Requirement: The answer must be an exact transcription of every record.

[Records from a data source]
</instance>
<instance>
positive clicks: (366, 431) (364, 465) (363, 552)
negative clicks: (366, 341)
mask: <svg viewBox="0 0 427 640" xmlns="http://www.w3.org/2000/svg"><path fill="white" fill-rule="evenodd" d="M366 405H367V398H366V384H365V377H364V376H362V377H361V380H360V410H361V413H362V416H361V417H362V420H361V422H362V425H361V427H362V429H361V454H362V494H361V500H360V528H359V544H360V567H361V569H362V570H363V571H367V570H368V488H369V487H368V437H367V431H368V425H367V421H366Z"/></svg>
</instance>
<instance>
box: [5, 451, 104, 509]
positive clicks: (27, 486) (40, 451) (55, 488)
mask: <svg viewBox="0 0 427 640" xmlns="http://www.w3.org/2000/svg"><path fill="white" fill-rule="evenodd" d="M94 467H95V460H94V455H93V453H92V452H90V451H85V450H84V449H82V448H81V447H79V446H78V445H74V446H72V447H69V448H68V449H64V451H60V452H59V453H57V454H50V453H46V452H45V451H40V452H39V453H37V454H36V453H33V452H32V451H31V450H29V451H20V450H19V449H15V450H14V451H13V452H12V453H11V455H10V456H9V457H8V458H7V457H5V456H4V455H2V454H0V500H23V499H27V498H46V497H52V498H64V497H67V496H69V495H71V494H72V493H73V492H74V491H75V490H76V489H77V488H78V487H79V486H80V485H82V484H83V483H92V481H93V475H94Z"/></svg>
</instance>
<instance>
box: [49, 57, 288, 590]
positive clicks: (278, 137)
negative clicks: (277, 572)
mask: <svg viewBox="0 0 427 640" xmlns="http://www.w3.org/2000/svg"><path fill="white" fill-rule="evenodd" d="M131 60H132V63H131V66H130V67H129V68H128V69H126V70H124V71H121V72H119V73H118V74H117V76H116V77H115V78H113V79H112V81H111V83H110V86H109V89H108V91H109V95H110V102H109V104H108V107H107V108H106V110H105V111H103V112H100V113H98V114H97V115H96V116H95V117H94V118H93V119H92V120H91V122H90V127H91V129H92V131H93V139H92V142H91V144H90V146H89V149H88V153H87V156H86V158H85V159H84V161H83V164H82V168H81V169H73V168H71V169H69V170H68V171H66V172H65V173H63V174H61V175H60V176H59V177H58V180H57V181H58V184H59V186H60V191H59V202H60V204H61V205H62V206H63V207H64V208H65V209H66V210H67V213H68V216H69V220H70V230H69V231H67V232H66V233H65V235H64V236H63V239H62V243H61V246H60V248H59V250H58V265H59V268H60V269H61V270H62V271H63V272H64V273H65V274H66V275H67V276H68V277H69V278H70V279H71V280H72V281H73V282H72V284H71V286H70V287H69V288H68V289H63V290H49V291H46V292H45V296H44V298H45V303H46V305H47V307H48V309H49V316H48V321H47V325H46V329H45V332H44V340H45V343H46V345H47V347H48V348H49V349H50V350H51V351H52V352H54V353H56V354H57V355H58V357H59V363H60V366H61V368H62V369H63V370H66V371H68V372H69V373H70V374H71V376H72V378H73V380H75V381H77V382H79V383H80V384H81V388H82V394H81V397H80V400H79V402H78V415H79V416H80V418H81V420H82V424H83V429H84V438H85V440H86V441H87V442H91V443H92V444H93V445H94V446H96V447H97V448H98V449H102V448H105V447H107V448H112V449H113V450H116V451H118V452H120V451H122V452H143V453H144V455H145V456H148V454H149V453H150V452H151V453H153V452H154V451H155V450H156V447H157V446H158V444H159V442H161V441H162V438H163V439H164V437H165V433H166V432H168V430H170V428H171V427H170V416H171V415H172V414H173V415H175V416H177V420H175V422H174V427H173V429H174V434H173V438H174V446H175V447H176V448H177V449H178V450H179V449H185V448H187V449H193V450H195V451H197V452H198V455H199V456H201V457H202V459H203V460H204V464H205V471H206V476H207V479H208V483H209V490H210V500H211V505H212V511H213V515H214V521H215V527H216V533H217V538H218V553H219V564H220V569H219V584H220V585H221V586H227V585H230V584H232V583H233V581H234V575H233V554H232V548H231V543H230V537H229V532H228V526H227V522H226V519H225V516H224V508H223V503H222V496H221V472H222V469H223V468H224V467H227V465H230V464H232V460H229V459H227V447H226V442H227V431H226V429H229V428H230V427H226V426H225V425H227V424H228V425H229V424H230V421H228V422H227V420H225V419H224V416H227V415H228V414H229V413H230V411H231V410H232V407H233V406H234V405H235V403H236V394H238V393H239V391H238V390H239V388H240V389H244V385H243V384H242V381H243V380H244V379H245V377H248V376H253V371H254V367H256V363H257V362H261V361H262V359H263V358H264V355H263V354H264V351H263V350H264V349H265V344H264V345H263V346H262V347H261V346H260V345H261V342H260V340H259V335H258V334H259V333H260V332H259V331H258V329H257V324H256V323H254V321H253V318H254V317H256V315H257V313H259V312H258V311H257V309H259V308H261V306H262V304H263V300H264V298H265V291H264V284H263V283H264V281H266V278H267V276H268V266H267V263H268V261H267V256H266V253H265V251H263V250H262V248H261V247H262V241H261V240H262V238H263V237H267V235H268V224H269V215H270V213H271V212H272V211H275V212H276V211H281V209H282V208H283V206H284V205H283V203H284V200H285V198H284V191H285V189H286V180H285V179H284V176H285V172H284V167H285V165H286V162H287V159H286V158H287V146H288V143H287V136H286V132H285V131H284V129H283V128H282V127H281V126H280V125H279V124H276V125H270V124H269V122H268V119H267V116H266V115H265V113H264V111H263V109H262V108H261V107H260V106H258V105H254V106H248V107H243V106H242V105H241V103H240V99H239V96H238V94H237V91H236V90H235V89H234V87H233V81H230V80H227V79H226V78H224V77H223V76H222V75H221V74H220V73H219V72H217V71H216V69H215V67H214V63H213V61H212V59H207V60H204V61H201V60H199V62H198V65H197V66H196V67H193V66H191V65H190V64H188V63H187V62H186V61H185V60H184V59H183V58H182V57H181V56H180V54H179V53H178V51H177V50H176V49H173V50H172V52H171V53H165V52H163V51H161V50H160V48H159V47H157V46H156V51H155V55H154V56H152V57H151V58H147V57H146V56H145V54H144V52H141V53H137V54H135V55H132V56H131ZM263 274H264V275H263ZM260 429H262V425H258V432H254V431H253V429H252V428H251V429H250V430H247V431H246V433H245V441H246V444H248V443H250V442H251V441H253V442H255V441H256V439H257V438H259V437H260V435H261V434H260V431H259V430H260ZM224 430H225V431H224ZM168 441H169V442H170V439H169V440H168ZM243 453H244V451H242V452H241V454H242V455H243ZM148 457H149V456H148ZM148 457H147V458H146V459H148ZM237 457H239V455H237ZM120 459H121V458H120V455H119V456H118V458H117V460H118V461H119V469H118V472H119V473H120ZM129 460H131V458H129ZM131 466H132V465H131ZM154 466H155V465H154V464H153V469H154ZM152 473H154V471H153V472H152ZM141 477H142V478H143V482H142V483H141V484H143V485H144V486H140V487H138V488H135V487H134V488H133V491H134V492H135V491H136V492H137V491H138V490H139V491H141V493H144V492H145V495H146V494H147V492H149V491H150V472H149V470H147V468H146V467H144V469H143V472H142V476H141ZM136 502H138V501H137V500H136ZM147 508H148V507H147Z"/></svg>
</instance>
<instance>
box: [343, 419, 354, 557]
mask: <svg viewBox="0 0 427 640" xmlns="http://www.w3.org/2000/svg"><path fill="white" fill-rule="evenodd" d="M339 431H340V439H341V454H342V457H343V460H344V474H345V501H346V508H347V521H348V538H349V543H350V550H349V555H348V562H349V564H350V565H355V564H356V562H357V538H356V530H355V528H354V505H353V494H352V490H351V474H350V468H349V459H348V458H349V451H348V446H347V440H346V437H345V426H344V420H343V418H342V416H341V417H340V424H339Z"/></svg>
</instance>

Answer:
</instance>
<instance>
positive clicks: (366, 431) (364, 465) (363, 552)
negative clicks: (366, 341)
mask: <svg viewBox="0 0 427 640" xmlns="http://www.w3.org/2000/svg"><path fill="white" fill-rule="evenodd" d="M366 405H367V398H366V384H365V377H364V376H362V377H361V380H360V410H361V413H362V416H361V417H362V420H361V422H362V425H361V427H362V429H361V454H362V494H361V500H360V528H359V544H360V567H361V569H362V570H363V571H367V570H368V488H369V487H368V437H367V431H368V425H367V421H366Z"/></svg>
</instance>
<instance>
box: [5, 451, 104, 509]
positive clicks: (27, 486) (40, 451) (55, 488)
mask: <svg viewBox="0 0 427 640" xmlns="http://www.w3.org/2000/svg"><path fill="white" fill-rule="evenodd" d="M94 467H95V460H94V455H93V453H92V452H90V451H85V450H84V449H82V448H81V447H79V446H78V445H74V446H72V447H69V448H68V449H64V451H60V452H59V453H57V454H50V453H46V452H45V451H40V452H39V453H37V454H36V453H33V452H32V451H31V450H29V451H20V450H19V449H15V450H14V451H13V452H12V453H11V455H10V456H9V457H8V458H7V457H5V456H4V455H2V454H0V500H23V499H27V498H46V497H52V498H64V497H67V496H69V495H71V494H72V493H73V492H74V491H75V490H76V489H77V488H78V487H79V486H80V485H82V484H83V483H92V481H93V475H94Z"/></svg>
</instance>
<instance>
box: [49, 57, 288, 590]
positive clicks: (278, 137)
negative clicks: (277, 572)
mask: <svg viewBox="0 0 427 640" xmlns="http://www.w3.org/2000/svg"><path fill="white" fill-rule="evenodd" d="M131 60H132V63H131V66H130V67H129V68H128V69H126V70H124V71H121V72H119V73H118V74H117V76H116V77H115V78H113V79H112V81H111V83H110V86H109V89H108V91H109V95H110V102H109V104H108V107H107V108H106V110H105V111H103V112H100V113H98V114H97V115H96V116H95V117H94V118H93V119H92V120H91V122H90V127H91V129H92V131H93V139H92V142H91V144H90V146H89V149H88V153H87V156H86V158H85V159H84V161H83V164H82V168H81V169H73V168H71V169H69V170H68V171H66V172H65V173H63V174H61V175H60V176H59V177H58V180H57V181H58V184H59V186H60V191H59V202H60V204H61V205H62V206H63V207H64V208H65V209H66V210H67V213H68V216H69V220H70V230H69V231H67V232H66V233H65V235H64V236H63V239H62V243H61V246H60V248H59V250H58V265H59V268H60V269H61V270H62V271H63V272H64V273H65V274H66V275H67V276H68V277H69V278H70V279H71V280H72V281H73V282H72V284H71V286H70V287H69V288H68V289H63V290H49V291H46V292H45V296H44V298H45V303H46V305H47V307H48V309H49V316H48V321H47V325H46V329H45V332H44V340H45V343H46V345H47V347H48V348H49V349H50V350H51V351H52V352H54V353H56V354H57V355H58V357H59V363H60V366H61V368H62V369H63V370H66V371H68V372H69V373H70V374H71V376H72V378H73V380H75V381H77V382H79V383H80V384H81V388H82V394H81V397H80V400H79V402H78V415H79V416H80V418H81V420H82V424H83V429H84V438H85V440H86V441H87V442H91V443H92V444H93V445H94V446H96V447H97V448H98V449H102V448H105V447H107V448H112V449H113V450H116V451H118V452H120V451H122V452H143V453H144V455H145V456H148V454H149V453H150V452H151V453H153V452H154V451H155V450H156V447H157V446H158V444H159V442H161V441H162V438H163V439H164V437H165V433H166V432H168V430H170V428H171V427H170V416H171V415H172V414H173V415H175V416H177V420H175V422H174V427H173V429H174V434H173V438H174V446H175V447H176V448H177V449H178V450H179V449H185V448H187V449H193V450H195V451H197V452H198V455H199V456H201V457H202V459H203V460H204V464H205V471H206V476H207V479H208V483H209V490H210V500H211V505H212V511H213V515H214V521H215V527H216V533H217V538H218V553H219V564H220V569H219V584H220V585H221V586H227V585H230V584H232V583H233V581H234V575H233V554H232V548H231V543H230V537H229V532H228V526H227V522H226V519H225V516H224V508H223V503H222V496H221V472H222V469H223V468H224V467H227V465H230V464H232V460H229V459H227V447H226V442H227V431H226V429H229V428H230V427H226V426H225V425H227V424H228V425H229V424H230V421H228V422H227V420H225V419H224V416H227V415H228V414H229V413H230V411H231V410H232V407H233V406H234V405H235V403H236V394H238V393H239V391H238V390H239V388H240V389H244V385H243V384H242V381H243V380H244V379H245V377H248V376H253V371H254V367H256V363H257V362H261V361H262V359H263V358H264V355H263V354H264V351H263V350H264V349H265V344H264V345H263V346H262V347H261V346H260V345H261V342H260V340H259V335H258V334H259V333H260V332H259V331H258V329H257V324H256V323H254V321H253V318H254V317H256V315H257V313H259V312H258V311H257V309H259V308H261V306H262V304H263V300H264V298H265V291H264V284H263V283H264V281H266V278H267V276H268V266H267V263H268V261H267V256H266V253H265V251H263V250H262V248H261V247H262V241H261V240H262V238H263V237H267V235H268V224H269V215H270V213H271V212H272V211H275V212H276V211H281V209H282V208H283V206H284V205H283V203H284V200H285V198H284V191H285V189H286V180H285V179H284V176H285V172H284V167H285V165H286V162H287V159H286V158H287V146H288V143H287V136H286V132H285V131H284V129H283V128H282V127H281V126H280V125H279V124H276V125H270V124H269V122H268V119H267V116H266V115H265V113H264V111H263V109H262V108H261V107H260V106H258V105H254V106H248V107H243V106H242V105H241V103H240V99H239V96H238V94H237V91H236V90H235V89H234V87H233V81H230V80H227V79H226V78H224V77H223V76H222V75H221V74H220V73H219V72H217V71H216V69H215V67H214V63H213V61H212V59H207V60H204V61H201V60H199V62H198V65H197V66H196V67H193V66H191V65H190V64H188V63H187V62H186V61H185V60H184V59H183V58H182V57H181V56H180V54H179V53H178V51H177V50H176V49H173V50H172V52H171V53H165V52H163V51H161V50H160V48H159V47H157V46H156V51H155V55H154V56H152V57H151V58H147V57H146V56H145V54H144V52H141V53H137V54H135V55H132V56H131ZM263 274H264V275H263ZM260 429H262V425H258V432H254V431H253V429H252V428H251V429H250V430H247V431H246V433H245V441H246V444H248V443H250V442H251V441H253V442H255V441H256V439H257V438H259V437H260V435H261V434H260V431H259V430H260ZM224 430H225V431H224ZM168 441H169V442H170V439H169V440H168ZM243 453H244V451H242V452H241V454H242V455H243ZM148 457H149V456H148ZM148 457H147V458H146V459H148ZM237 457H239V455H237ZM120 459H121V458H120V455H119V456H118V458H117V460H118V461H119V469H118V472H119V473H120ZM129 460H131V458H129ZM131 466H132V465H131ZM154 466H155V465H154V464H153V469H154ZM152 473H154V471H153V472H152ZM141 477H142V478H143V482H142V483H141V484H143V485H144V486H140V487H138V488H135V487H134V488H133V491H134V492H135V491H136V492H137V491H138V490H139V491H141V493H144V492H145V495H146V494H147V492H149V491H150V472H149V470H147V468H146V467H144V469H143V472H142V476H141ZM136 502H138V501H137V500H136ZM147 508H148V507H147Z"/></svg>
</instance>
<instance>
box: [343, 419, 354, 557]
mask: <svg viewBox="0 0 427 640" xmlns="http://www.w3.org/2000/svg"><path fill="white" fill-rule="evenodd" d="M339 431H340V439H341V454H342V457H343V460H344V474H345V501H346V508H347V521H348V538H349V543H350V550H349V555H348V562H349V564H350V565H355V564H356V562H357V538H356V530H355V528H354V505H353V494H352V490H351V474H350V468H349V459H348V458H349V451H348V446H347V440H346V437H345V426H344V420H343V418H342V416H341V417H340V424H339Z"/></svg>
</instance>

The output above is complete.